Go through the data below and copy it exactly, skipping every picture.

---------- EXTRACTED ENTRIES

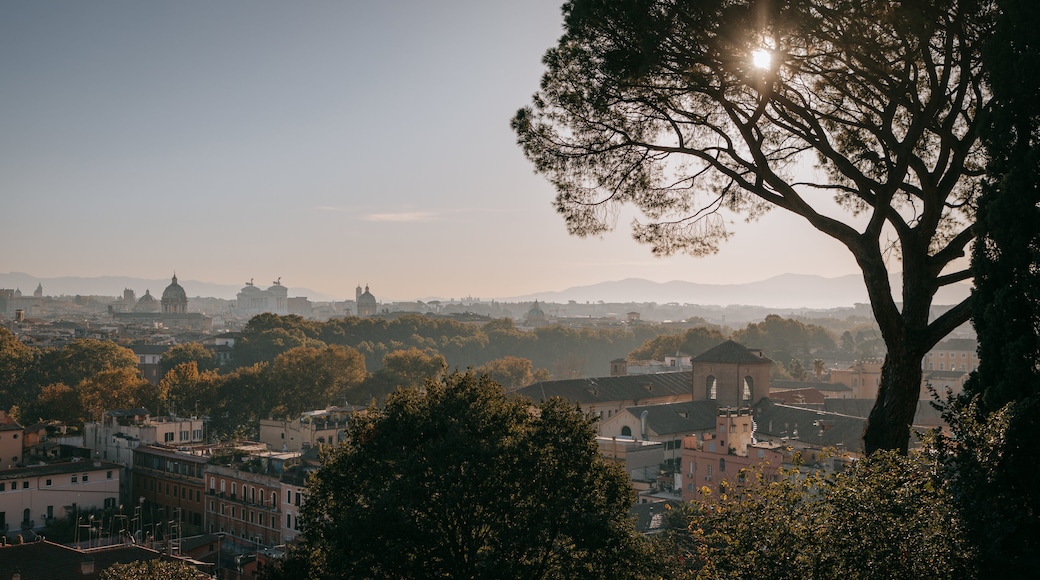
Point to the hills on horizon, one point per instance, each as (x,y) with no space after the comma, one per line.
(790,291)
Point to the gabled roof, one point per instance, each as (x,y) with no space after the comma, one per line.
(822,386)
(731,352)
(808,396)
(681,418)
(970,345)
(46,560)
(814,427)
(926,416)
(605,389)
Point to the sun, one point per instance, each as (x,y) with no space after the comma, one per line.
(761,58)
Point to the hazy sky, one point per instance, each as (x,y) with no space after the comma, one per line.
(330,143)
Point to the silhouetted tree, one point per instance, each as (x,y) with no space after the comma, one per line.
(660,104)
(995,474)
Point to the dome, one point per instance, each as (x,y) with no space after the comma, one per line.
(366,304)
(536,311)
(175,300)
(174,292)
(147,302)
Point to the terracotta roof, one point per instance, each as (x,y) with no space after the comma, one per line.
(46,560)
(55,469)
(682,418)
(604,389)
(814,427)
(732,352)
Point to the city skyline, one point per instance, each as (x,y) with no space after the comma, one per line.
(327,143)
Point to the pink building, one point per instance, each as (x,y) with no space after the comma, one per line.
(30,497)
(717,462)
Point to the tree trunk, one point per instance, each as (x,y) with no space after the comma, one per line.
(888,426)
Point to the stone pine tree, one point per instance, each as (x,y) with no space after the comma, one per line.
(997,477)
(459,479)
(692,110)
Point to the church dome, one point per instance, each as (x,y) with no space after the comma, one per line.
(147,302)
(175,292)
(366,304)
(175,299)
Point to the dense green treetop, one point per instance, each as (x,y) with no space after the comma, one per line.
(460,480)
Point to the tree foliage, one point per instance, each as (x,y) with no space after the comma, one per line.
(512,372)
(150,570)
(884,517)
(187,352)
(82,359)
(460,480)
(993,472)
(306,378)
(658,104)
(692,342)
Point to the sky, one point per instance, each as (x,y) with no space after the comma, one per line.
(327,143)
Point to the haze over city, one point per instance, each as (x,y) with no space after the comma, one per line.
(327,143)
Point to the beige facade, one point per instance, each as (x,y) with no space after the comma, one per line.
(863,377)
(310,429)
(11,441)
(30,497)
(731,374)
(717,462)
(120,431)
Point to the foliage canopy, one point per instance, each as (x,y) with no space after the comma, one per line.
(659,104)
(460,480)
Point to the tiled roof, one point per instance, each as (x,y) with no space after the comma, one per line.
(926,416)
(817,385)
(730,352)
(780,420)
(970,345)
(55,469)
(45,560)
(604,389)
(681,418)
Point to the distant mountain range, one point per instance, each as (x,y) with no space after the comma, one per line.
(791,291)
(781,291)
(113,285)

--------------------

FINAL ANSWER =>
Point to the hills on horizon, one point per instance, each as (x,y) with no space after the comma, one per line.
(790,291)
Point to the gabled roof, one point per instance, each as (x,y) with no space after the comma, one per line.
(822,386)
(731,352)
(808,396)
(681,418)
(970,345)
(46,560)
(814,427)
(926,416)
(605,389)
Point to the sun, one point per instance, each as (x,y) with no space after the comma, one per line.
(761,58)
Point to the hazy sky, one point per instance, each as (x,y) with no space after the comma, one per line.
(330,143)
Point to the silhouetted tree, one point per instance, each as (x,y) with no space after the comma, one per line.
(660,104)
(995,474)
Point to the dome, one point per instance, each as (x,y) with no space after the comma, one per line.
(366,304)
(536,311)
(175,300)
(174,292)
(147,302)
Point to the terracotta roof, one point per instance, each as (x,y) with no space after the comma, one per line.
(46,560)
(55,469)
(682,418)
(604,389)
(814,427)
(732,352)
Point to the city skyline, one point per instance, each as (x,y) with no space after the comma, one per line.
(327,143)
Point to the pink building, one point per instance, each as (x,y) with no space after the comma, one per line.
(30,497)
(717,462)
Point to the tree trunk, one point per instance, each as (x,y) with no space after the comma, one per line.
(888,426)
Point to the stone pine tree, one point per instance, each as (x,y) with no space after the comma, one per line.
(997,477)
(459,479)
(692,110)
Point to the church dome, one point per instance, each as (x,y) with no space after the comma, one per line.
(147,302)
(175,292)
(366,304)
(175,299)
Point to the dense green treetop, one point per instance, each as (x,y) with no space after the comma, one per line.
(460,480)
Point to the tree foliage, one point per instance, each as (x,y) with no space after the comma, one per line.
(512,372)
(150,570)
(884,517)
(187,352)
(82,359)
(460,480)
(993,472)
(306,378)
(658,104)
(692,342)
Point to the sky, one point per instance, each as (x,y) with no space after the comma, one per line.
(327,143)
Point to the haze over city, one point per instance, each as (x,y) with no space after the comma, one per line.
(327,143)
Point to the beige facade, one point per instance, each as (x,y) with no space after the comma, one per line.
(863,377)
(310,429)
(11,441)
(30,497)
(731,374)
(717,462)
(120,431)
Point to the foliage canopy, one point per instance, each as (x,y) with no space after the comma, one per line.
(659,104)
(460,480)
Point to the tiled roof, one point per instance, each as (x,y) with no space after the comma, one per line.
(926,416)
(817,385)
(730,352)
(780,420)
(970,345)
(55,469)
(45,560)
(604,389)
(681,418)
Point to the distant mountain range, one point per instance, each as (x,y) with no space after the comma, one per line.
(791,291)
(781,291)
(113,285)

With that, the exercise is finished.